Dataset records:
———

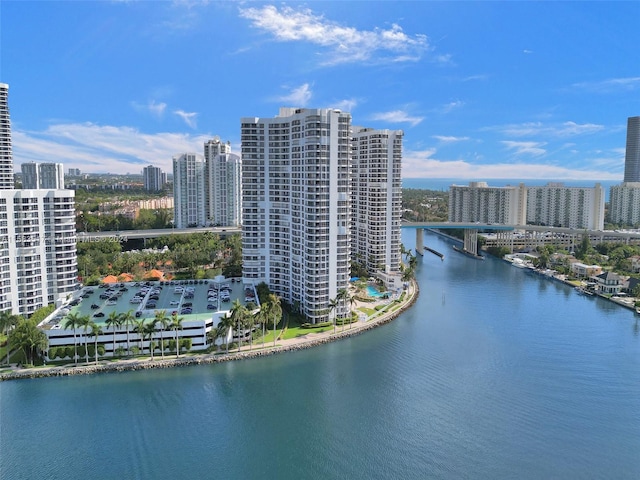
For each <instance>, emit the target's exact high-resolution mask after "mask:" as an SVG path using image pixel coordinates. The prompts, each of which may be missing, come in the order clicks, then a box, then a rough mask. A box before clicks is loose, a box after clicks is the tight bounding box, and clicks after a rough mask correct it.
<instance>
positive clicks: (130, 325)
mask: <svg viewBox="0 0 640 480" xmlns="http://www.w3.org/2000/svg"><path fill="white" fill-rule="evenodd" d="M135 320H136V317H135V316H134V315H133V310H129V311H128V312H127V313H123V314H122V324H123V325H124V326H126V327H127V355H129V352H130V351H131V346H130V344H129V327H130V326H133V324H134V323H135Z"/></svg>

———

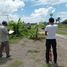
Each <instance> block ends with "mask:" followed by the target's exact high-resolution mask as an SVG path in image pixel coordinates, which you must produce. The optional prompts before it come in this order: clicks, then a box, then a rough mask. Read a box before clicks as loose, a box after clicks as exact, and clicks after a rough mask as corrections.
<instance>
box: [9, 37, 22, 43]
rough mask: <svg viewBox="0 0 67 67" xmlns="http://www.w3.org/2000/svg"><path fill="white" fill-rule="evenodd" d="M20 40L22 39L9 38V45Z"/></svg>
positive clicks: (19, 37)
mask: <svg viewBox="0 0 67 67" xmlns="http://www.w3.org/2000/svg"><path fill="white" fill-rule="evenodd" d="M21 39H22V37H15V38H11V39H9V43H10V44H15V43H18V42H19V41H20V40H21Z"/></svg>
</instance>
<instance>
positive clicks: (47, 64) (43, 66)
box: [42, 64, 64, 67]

———

What you should do:
Reproduce word for word the part of the records that begins with the line containing "Each <instance> block" and ends with the line containing "box: [42, 64, 64, 67]", including both of those lines.

Answer to the exercise:
Each <instance> block ends with "mask:" followed by the target's exact high-resolution mask as an SVG path in image pixel coordinates, which you must produce. The optional prompts before it come in this order: clicks, then a box, then a rough mask. Read a box before clicks as loose, a box after clicks as exact, and clicks after a rough mask as corrections.
<instance>
box: [9, 37, 22, 43]
rough mask: <svg viewBox="0 0 67 67" xmlns="http://www.w3.org/2000/svg"><path fill="white" fill-rule="evenodd" d="M20 40L22 39L9 38V45Z"/></svg>
positive clicks: (19, 37)
mask: <svg viewBox="0 0 67 67" xmlns="http://www.w3.org/2000/svg"><path fill="white" fill-rule="evenodd" d="M21 39H22V37H15V38H11V39H9V43H10V44H15V43H18V42H19V41H20V40H21Z"/></svg>
</instance>
<instance>
positive clicks: (47, 64) (43, 66)
box: [42, 64, 64, 67]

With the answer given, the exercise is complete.